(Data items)
--- Begin ---

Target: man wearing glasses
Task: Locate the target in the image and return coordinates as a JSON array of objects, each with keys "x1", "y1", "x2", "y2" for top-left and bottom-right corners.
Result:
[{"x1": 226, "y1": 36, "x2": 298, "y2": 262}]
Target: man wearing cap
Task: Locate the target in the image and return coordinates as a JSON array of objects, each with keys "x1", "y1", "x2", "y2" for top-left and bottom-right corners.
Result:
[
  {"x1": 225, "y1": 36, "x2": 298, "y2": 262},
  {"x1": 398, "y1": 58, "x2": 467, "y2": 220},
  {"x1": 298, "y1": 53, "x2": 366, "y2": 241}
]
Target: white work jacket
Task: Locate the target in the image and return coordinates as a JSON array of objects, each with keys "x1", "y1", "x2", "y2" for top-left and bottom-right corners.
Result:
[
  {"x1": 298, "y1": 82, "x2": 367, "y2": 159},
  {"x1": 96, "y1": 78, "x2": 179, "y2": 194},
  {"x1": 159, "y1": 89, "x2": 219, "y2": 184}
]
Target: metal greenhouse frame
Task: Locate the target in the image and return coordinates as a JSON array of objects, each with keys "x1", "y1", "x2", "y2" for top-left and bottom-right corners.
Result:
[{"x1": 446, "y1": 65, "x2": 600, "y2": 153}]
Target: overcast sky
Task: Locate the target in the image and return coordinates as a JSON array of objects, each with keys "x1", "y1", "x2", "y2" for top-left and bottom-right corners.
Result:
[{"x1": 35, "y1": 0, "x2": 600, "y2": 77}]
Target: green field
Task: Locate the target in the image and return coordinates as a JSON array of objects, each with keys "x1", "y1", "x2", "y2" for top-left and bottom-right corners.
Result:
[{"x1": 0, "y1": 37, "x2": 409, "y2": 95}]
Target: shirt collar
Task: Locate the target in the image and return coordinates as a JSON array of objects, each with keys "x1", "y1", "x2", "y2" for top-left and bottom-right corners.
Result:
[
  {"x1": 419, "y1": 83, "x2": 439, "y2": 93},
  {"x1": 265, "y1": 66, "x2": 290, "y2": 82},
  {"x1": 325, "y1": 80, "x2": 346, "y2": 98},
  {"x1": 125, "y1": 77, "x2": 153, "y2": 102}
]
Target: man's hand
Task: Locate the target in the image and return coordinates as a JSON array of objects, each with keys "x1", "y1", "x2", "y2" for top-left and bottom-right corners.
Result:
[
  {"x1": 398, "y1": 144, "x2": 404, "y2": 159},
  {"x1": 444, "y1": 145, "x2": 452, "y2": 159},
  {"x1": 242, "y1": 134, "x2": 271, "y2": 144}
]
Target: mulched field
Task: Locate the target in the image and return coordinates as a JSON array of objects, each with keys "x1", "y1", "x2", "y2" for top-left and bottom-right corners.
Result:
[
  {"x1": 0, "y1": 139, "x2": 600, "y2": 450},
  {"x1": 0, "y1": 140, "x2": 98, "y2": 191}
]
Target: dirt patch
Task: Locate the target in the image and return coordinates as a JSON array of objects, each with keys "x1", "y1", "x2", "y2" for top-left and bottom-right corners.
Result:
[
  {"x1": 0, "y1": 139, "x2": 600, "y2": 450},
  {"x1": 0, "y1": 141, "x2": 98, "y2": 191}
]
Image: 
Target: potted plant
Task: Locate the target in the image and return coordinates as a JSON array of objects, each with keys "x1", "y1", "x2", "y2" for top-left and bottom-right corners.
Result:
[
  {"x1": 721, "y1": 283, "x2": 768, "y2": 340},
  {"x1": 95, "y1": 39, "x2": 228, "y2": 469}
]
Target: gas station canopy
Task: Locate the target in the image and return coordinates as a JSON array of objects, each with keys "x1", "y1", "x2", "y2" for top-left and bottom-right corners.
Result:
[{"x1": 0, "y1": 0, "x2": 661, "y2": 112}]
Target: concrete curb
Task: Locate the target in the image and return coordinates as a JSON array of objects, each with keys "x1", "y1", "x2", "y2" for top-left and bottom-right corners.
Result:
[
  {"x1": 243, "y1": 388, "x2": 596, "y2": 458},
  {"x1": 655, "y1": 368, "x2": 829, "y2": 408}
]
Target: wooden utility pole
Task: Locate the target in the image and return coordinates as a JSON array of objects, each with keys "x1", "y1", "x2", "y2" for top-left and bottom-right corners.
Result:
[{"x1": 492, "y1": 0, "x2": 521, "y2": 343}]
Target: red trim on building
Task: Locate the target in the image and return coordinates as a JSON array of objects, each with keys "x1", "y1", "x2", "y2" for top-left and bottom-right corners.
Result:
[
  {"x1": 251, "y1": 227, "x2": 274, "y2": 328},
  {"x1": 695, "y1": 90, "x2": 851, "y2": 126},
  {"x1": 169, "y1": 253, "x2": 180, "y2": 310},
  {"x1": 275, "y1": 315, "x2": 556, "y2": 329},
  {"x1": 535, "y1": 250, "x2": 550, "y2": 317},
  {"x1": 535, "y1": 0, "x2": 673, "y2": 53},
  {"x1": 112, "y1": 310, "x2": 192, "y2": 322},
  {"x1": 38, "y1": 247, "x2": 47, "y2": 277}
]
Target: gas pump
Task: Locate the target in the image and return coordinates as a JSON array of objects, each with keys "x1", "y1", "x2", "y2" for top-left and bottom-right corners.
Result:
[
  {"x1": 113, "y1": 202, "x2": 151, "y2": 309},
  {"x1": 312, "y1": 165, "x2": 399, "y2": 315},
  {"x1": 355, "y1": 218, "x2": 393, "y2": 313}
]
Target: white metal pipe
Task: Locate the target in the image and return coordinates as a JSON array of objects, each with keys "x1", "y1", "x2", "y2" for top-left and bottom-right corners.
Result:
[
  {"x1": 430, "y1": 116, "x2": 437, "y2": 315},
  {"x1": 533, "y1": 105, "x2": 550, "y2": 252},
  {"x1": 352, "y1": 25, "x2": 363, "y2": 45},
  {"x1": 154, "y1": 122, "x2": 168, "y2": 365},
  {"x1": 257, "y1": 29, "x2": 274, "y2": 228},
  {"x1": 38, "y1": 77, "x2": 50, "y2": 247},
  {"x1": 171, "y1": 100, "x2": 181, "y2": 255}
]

--- End ---

# Stated task
Write out the records again from the line with "Target: white metal pipe" through the end of the records, requests included, and shift every coordinate in the answers up by 83.

# Exercise result
Target: white metal pipe
Task: Locate the target in the image and return coordinates as a JSON array of objects, each with keys "x1", "y1", "x2", "y2" for top-left and bottom-right corners.
Result:
[
  {"x1": 513, "y1": 199, "x2": 520, "y2": 398},
  {"x1": 616, "y1": 188, "x2": 633, "y2": 335},
  {"x1": 435, "y1": 108, "x2": 446, "y2": 128},
  {"x1": 237, "y1": 205, "x2": 251, "y2": 448},
  {"x1": 340, "y1": 112, "x2": 357, "y2": 311},
  {"x1": 121, "y1": 160, "x2": 133, "y2": 330},
  {"x1": 254, "y1": 183, "x2": 264, "y2": 338}
]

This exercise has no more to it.